[Referring expression data]
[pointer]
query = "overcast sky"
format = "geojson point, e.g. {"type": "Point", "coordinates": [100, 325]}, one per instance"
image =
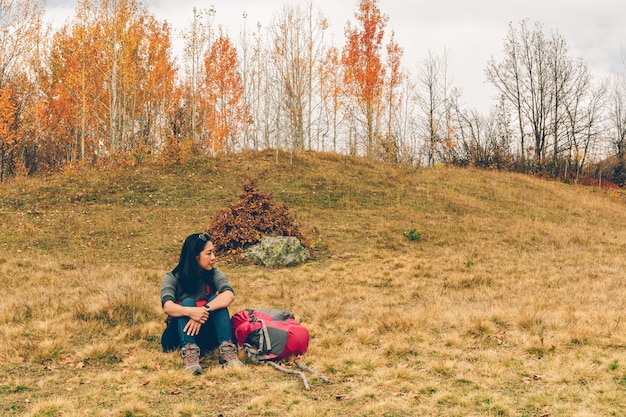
{"type": "Point", "coordinates": [471, 31]}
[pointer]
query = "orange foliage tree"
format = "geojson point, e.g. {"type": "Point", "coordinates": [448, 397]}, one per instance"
{"type": "Point", "coordinates": [21, 44]}
{"type": "Point", "coordinates": [364, 74]}
{"type": "Point", "coordinates": [223, 91]}
{"type": "Point", "coordinates": [110, 82]}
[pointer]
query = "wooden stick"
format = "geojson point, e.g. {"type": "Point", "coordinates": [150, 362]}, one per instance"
{"type": "Point", "coordinates": [311, 370]}
{"type": "Point", "coordinates": [290, 371]}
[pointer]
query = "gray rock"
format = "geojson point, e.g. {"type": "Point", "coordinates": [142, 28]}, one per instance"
{"type": "Point", "coordinates": [278, 252]}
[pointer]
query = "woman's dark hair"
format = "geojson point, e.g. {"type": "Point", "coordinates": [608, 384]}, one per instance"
{"type": "Point", "coordinates": [187, 268]}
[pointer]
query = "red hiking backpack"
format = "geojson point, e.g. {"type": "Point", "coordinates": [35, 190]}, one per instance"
{"type": "Point", "coordinates": [268, 334]}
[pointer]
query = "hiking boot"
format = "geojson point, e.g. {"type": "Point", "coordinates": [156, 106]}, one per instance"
{"type": "Point", "coordinates": [228, 355]}
{"type": "Point", "coordinates": [191, 358]}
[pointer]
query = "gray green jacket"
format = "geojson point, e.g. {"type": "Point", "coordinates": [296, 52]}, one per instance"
{"type": "Point", "coordinates": [171, 290]}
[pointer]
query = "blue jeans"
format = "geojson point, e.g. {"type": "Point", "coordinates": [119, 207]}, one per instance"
{"type": "Point", "coordinates": [212, 333]}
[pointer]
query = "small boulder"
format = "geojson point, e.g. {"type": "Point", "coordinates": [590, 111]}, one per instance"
{"type": "Point", "coordinates": [278, 252]}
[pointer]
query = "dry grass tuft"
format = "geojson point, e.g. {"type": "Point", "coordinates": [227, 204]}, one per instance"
{"type": "Point", "coordinates": [510, 303]}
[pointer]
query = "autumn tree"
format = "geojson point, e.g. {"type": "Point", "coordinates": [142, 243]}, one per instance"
{"type": "Point", "coordinates": [223, 90]}
{"type": "Point", "coordinates": [21, 46]}
{"type": "Point", "coordinates": [364, 74]}
{"type": "Point", "coordinates": [297, 50]}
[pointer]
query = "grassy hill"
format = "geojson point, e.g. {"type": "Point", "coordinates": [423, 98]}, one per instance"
{"type": "Point", "coordinates": [511, 303]}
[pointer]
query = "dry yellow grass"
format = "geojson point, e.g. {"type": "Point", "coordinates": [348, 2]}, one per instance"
{"type": "Point", "coordinates": [510, 305]}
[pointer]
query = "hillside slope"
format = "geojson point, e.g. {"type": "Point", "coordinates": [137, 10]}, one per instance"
{"type": "Point", "coordinates": [510, 304]}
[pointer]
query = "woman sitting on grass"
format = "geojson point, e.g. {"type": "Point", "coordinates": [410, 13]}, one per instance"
{"type": "Point", "coordinates": [195, 296]}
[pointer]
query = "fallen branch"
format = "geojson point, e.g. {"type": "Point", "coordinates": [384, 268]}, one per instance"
{"type": "Point", "coordinates": [302, 366]}
{"type": "Point", "coordinates": [291, 371]}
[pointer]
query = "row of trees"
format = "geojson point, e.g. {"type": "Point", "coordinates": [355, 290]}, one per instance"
{"type": "Point", "coordinates": [107, 84]}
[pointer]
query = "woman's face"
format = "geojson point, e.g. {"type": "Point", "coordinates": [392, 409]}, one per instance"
{"type": "Point", "coordinates": [206, 258]}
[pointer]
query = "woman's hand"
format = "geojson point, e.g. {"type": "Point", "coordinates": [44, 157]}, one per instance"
{"type": "Point", "coordinates": [199, 314]}
{"type": "Point", "coordinates": [197, 317]}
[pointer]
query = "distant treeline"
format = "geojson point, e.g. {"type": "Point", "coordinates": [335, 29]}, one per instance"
{"type": "Point", "coordinates": [108, 86]}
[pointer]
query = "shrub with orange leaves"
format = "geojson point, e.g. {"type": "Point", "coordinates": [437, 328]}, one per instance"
{"type": "Point", "coordinates": [245, 222]}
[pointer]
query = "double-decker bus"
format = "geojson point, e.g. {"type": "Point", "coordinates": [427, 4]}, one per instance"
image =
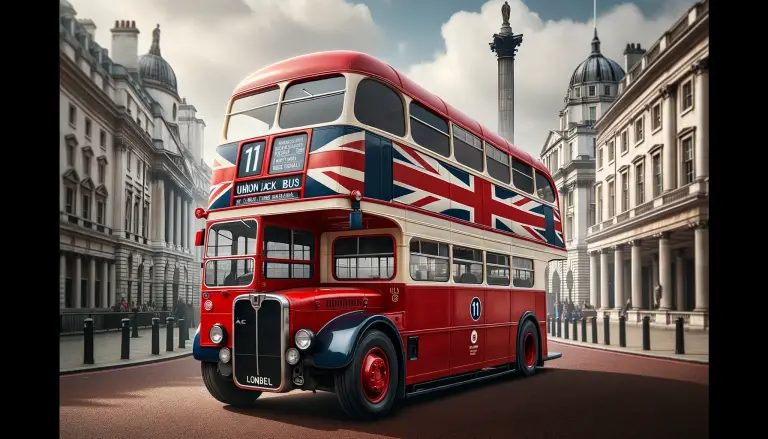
{"type": "Point", "coordinates": [364, 237]}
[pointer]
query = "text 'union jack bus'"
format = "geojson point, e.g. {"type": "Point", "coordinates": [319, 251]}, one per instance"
{"type": "Point", "coordinates": [364, 237]}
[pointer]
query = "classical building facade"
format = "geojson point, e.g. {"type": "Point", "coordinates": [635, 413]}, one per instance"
{"type": "Point", "coordinates": [650, 242]}
{"type": "Point", "coordinates": [132, 172]}
{"type": "Point", "coordinates": [569, 153]}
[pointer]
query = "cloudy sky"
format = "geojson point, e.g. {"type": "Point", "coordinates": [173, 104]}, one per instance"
{"type": "Point", "coordinates": [440, 44]}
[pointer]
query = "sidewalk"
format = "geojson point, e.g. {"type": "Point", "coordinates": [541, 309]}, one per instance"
{"type": "Point", "coordinates": [662, 342]}
{"type": "Point", "coordinates": [106, 350]}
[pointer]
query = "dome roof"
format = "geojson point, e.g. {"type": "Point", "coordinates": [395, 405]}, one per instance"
{"type": "Point", "coordinates": [154, 70]}
{"type": "Point", "coordinates": [597, 68]}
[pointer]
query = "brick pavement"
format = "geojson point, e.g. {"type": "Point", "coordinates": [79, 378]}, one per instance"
{"type": "Point", "coordinates": [107, 346]}
{"type": "Point", "coordinates": [662, 341]}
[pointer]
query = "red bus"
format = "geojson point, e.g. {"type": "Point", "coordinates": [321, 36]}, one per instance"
{"type": "Point", "coordinates": [364, 237]}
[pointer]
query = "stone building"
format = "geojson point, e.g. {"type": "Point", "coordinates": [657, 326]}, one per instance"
{"type": "Point", "coordinates": [132, 172]}
{"type": "Point", "coordinates": [650, 243]}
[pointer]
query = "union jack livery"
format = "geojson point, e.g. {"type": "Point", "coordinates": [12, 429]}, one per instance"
{"type": "Point", "coordinates": [364, 237]}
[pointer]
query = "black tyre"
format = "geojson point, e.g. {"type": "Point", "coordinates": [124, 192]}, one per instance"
{"type": "Point", "coordinates": [367, 387]}
{"type": "Point", "coordinates": [527, 349]}
{"type": "Point", "coordinates": [224, 388]}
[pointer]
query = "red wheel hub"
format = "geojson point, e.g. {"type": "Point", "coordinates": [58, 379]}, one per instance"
{"type": "Point", "coordinates": [529, 350]}
{"type": "Point", "coordinates": [374, 375]}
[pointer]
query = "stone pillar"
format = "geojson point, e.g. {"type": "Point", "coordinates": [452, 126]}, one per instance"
{"type": "Point", "coordinates": [701, 102]}
{"type": "Point", "coordinates": [701, 248]}
{"type": "Point", "coordinates": [77, 274]}
{"type": "Point", "coordinates": [604, 275]}
{"type": "Point", "coordinates": [594, 280]}
{"type": "Point", "coordinates": [104, 280]}
{"type": "Point", "coordinates": [618, 277]}
{"type": "Point", "coordinates": [669, 155]}
{"type": "Point", "coordinates": [637, 275]}
{"type": "Point", "coordinates": [665, 272]}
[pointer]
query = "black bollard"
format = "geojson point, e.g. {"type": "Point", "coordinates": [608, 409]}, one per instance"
{"type": "Point", "coordinates": [125, 346]}
{"type": "Point", "coordinates": [622, 331]}
{"type": "Point", "coordinates": [646, 333]}
{"type": "Point", "coordinates": [679, 337]}
{"type": "Point", "coordinates": [135, 332]}
{"type": "Point", "coordinates": [88, 341]}
{"type": "Point", "coordinates": [155, 336]}
{"type": "Point", "coordinates": [169, 334]}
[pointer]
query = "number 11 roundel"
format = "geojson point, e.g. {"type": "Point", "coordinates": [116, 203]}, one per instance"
{"type": "Point", "coordinates": [475, 309]}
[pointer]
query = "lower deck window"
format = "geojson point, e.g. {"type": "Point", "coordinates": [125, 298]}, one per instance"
{"type": "Point", "coordinates": [364, 257]}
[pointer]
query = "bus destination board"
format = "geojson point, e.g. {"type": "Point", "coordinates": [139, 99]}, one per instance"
{"type": "Point", "coordinates": [288, 154]}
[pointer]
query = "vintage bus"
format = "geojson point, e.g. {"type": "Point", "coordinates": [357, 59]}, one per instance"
{"type": "Point", "coordinates": [364, 237]}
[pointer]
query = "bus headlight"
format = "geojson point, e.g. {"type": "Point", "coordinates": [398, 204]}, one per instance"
{"type": "Point", "coordinates": [303, 339]}
{"type": "Point", "coordinates": [217, 334]}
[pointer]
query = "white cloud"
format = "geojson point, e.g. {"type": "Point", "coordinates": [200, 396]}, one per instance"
{"type": "Point", "coordinates": [465, 72]}
{"type": "Point", "coordinates": [213, 45]}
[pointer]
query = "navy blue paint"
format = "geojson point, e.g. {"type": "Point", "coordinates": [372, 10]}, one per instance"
{"type": "Point", "coordinates": [336, 342]}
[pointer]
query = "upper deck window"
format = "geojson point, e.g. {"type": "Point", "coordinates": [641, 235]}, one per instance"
{"type": "Point", "coordinates": [498, 163]}
{"type": "Point", "coordinates": [467, 148]}
{"type": "Point", "coordinates": [365, 257]}
{"type": "Point", "coordinates": [544, 188]}
{"type": "Point", "coordinates": [313, 102]}
{"type": "Point", "coordinates": [430, 130]}
{"type": "Point", "coordinates": [252, 115]}
{"type": "Point", "coordinates": [379, 106]}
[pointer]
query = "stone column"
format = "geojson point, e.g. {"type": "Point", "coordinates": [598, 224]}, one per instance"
{"type": "Point", "coordinates": [104, 280]}
{"type": "Point", "coordinates": [76, 275]}
{"type": "Point", "coordinates": [618, 277]}
{"type": "Point", "coordinates": [594, 280]}
{"type": "Point", "coordinates": [604, 288]}
{"type": "Point", "coordinates": [701, 102]}
{"type": "Point", "coordinates": [637, 275]}
{"type": "Point", "coordinates": [701, 248]}
{"type": "Point", "coordinates": [665, 272]}
{"type": "Point", "coordinates": [669, 155]}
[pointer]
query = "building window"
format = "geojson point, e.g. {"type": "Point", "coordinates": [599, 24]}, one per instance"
{"type": "Point", "coordinates": [639, 184]}
{"type": "Point", "coordinates": [639, 130]}
{"type": "Point", "coordinates": [688, 168]}
{"type": "Point", "coordinates": [656, 175]}
{"type": "Point", "coordinates": [656, 117]}
{"type": "Point", "coordinates": [686, 92]}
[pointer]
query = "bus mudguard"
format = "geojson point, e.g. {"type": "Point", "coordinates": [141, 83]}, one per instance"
{"type": "Point", "coordinates": [203, 354]}
{"type": "Point", "coordinates": [336, 341]}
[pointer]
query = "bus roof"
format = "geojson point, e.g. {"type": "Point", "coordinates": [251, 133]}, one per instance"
{"type": "Point", "coordinates": [339, 61]}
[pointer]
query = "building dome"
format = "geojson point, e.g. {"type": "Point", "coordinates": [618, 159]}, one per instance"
{"type": "Point", "coordinates": [154, 70]}
{"type": "Point", "coordinates": [597, 68]}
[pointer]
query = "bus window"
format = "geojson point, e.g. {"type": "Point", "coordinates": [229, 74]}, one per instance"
{"type": "Point", "coordinates": [544, 188]}
{"type": "Point", "coordinates": [467, 148]}
{"type": "Point", "coordinates": [522, 176]}
{"type": "Point", "coordinates": [370, 257]}
{"type": "Point", "coordinates": [252, 115]}
{"type": "Point", "coordinates": [498, 163]}
{"type": "Point", "coordinates": [498, 268]}
{"type": "Point", "coordinates": [430, 130]}
{"type": "Point", "coordinates": [312, 102]}
{"type": "Point", "coordinates": [522, 273]}
{"type": "Point", "coordinates": [429, 261]}
{"type": "Point", "coordinates": [379, 106]}
{"type": "Point", "coordinates": [467, 265]}
{"type": "Point", "coordinates": [290, 247]}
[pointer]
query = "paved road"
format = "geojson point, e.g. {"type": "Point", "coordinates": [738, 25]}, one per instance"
{"type": "Point", "coordinates": [588, 393]}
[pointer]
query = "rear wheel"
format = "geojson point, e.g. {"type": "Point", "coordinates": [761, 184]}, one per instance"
{"type": "Point", "coordinates": [367, 387]}
{"type": "Point", "coordinates": [224, 388]}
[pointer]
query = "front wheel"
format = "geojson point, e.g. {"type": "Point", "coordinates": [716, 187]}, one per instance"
{"type": "Point", "coordinates": [224, 388]}
{"type": "Point", "coordinates": [367, 387]}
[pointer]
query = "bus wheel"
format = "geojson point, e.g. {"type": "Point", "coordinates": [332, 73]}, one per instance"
{"type": "Point", "coordinates": [367, 387]}
{"type": "Point", "coordinates": [527, 349]}
{"type": "Point", "coordinates": [224, 389]}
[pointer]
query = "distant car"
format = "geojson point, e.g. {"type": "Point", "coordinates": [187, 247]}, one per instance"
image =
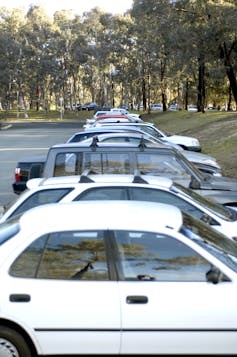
{"type": "Point", "coordinates": [156, 107]}
{"type": "Point", "coordinates": [99, 113]}
{"type": "Point", "coordinates": [123, 187]}
{"type": "Point", "coordinates": [204, 162]}
{"type": "Point", "coordinates": [89, 106]}
{"type": "Point", "coordinates": [173, 107]}
{"type": "Point", "coordinates": [136, 278]}
{"type": "Point", "coordinates": [125, 112]}
{"type": "Point", "coordinates": [192, 108]}
{"type": "Point", "coordinates": [186, 142]}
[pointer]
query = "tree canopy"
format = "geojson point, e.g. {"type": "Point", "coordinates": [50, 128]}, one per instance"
{"type": "Point", "coordinates": [160, 51]}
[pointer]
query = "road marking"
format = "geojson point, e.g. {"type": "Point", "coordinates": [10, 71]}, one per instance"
{"type": "Point", "coordinates": [29, 148]}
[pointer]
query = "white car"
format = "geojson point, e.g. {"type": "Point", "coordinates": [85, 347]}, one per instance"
{"type": "Point", "coordinates": [192, 108]}
{"type": "Point", "coordinates": [120, 187]}
{"type": "Point", "coordinates": [156, 107]}
{"type": "Point", "coordinates": [204, 162]}
{"type": "Point", "coordinates": [114, 278]}
{"type": "Point", "coordinates": [125, 112]}
{"type": "Point", "coordinates": [186, 142]}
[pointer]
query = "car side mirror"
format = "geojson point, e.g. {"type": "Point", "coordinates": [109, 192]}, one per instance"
{"type": "Point", "coordinates": [213, 275]}
{"type": "Point", "coordinates": [194, 183]}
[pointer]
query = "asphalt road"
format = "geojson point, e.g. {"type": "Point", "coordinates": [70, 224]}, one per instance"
{"type": "Point", "coordinates": [21, 139]}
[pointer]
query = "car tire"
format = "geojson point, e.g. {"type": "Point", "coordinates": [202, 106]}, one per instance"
{"type": "Point", "coordinates": [12, 343]}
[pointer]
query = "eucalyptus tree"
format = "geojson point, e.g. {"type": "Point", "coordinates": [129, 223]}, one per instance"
{"type": "Point", "coordinates": [223, 23]}
{"type": "Point", "coordinates": [10, 52]}
{"type": "Point", "coordinates": [38, 33]}
{"type": "Point", "coordinates": [211, 43]}
{"type": "Point", "coordinates": [155, 42]}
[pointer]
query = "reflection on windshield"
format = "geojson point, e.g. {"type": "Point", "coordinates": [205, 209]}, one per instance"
{"type": "Point", "coordinates": [216, 243]}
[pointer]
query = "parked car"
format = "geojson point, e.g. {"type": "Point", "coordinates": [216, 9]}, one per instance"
{"type": "Point", "coordinates": [124, 158]}
{"type": "Point", "coordinates": [77, 285]}
{"type": "Point", "coordinates": [123, 187]}
{"type": "Point", "coordinates": [192, 108]}
{"type": "Point", "coordinates": [186, 142]}
{"type": "Point", "coordinates": [173, 107]}
{"type": "Point", "coordinates": [125, 112]}
{"type": "Point", "coordinates": [111, 115]}
{"type": "Point", "coordinates": [89, 106]}
{"type": "Point", "coordinates": [204, 162]}
{"type": "Point", "coordinates": [156, 107]}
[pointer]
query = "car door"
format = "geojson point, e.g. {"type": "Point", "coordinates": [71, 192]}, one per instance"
{"type": "Point", "coordinates": [60, 289]}
{"type": "Point", "coordinates": [167, 305]}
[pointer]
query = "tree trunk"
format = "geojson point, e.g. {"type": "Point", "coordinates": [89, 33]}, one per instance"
{"type": "Point", "coordinates": [201, 84]}
{"type": "Point", "coordinates": [225, 55]}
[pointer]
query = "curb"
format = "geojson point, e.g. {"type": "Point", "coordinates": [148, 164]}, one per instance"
{"type": "Point", "coordinates": [4, 127]}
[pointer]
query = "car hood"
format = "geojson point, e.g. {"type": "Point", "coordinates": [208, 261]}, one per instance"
{"type": "Point", "coordinates": [181, 138]}
{"type": "Point", "coordinates": [200, 158]}
{"type": "Point", "coordinates": [220, 183]}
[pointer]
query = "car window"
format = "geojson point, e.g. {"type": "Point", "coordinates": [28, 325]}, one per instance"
{"type": "Point", "coordinates": [68, 164]}
{"type": "Point", "coordinates": [40, 198]}
{"type": "Point", "coordinates": [160, 164]}
{"type": "Point", "coordinates": [107, 163]}
{"type": "Point", "coordinates": [144, 194]}
{"type": "Point", "coordinates": [64, 255]}
{"type": "Point", "coordinates": [103, 193]}
{"type": "Point", "coordinates": [156, 195]}
{"type": "Point", "coordinates": [150, 256]}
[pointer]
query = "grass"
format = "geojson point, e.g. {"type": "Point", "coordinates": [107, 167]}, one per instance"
{"type": "Point", "coordinates": [215, 130]}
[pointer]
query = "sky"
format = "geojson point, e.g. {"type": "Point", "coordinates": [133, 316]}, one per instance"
{"type": "Point", "coordinates": [78, 6]}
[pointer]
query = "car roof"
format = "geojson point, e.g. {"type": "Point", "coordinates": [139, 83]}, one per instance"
{"type": "Point", "coordinates": [93, 143]}
{"type": "Point", "coordinates": [135, 215]}
{"type": "Point", "coordinates": [99, 179]}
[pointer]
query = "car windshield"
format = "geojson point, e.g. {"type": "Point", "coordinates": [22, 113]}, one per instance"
{"type": "Point", "coordinates": [220, 210]}
{"type": "Point", "coordinates": [214, 242]}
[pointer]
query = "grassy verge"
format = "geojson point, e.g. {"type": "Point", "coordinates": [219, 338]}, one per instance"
{"type": "Point", "coordinates": [216, 131]}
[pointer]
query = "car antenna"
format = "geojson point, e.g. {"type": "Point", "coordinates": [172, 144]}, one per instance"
{"type": "Point", "coordinates": [94, 142]}
{"type": "Point", "coordinates": [137, 177]}
{"type": "Point", "coordinates": [142, 143]}
{"type": "Point", "coordinates": [84, 177]}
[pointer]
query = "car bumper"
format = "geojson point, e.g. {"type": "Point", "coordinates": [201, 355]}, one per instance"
{"type": "Point", "coordinates": [18, 187]}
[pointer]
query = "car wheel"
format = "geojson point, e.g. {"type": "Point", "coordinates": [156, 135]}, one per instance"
{"type": "Point", "coordinates": [12, 344]}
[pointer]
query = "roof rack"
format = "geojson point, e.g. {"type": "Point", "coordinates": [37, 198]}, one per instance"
{"type": "Point", "coordinates": [94, 142]}
{"type": "Point", "coordinates": [137, 177]}
{"type": "Point", "coordinates": [84, 177]}
{"type": "Point", "coordinates": [142, 144]}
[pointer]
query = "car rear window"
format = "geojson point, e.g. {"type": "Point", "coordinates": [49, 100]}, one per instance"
{"type": "Point", "coordinates": [8, 230]}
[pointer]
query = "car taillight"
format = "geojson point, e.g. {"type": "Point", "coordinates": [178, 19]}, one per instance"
{"type": "Point", "coordinates": [17, 174]}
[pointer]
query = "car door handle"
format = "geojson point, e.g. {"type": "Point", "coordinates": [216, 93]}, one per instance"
{"type": "Point", "coordinates": [137, 299]}
{"type": "Point", "coordinates": [19, 298]}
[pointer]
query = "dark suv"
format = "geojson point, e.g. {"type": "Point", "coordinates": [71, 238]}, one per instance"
{"type": "Point", "coordinates": [94, 157]}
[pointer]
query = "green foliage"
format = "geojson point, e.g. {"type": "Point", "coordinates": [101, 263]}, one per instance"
{"type": "Point", "coordinates": [151, 54]}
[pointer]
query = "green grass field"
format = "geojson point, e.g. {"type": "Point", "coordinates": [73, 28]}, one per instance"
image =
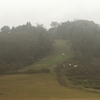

Directions for this task:
Every line in the records that holds the word "building" should be copied into the answer.

Exercise response:
query = "classical building facade"
query = "stone building"
query = "building window"
query = "building dome"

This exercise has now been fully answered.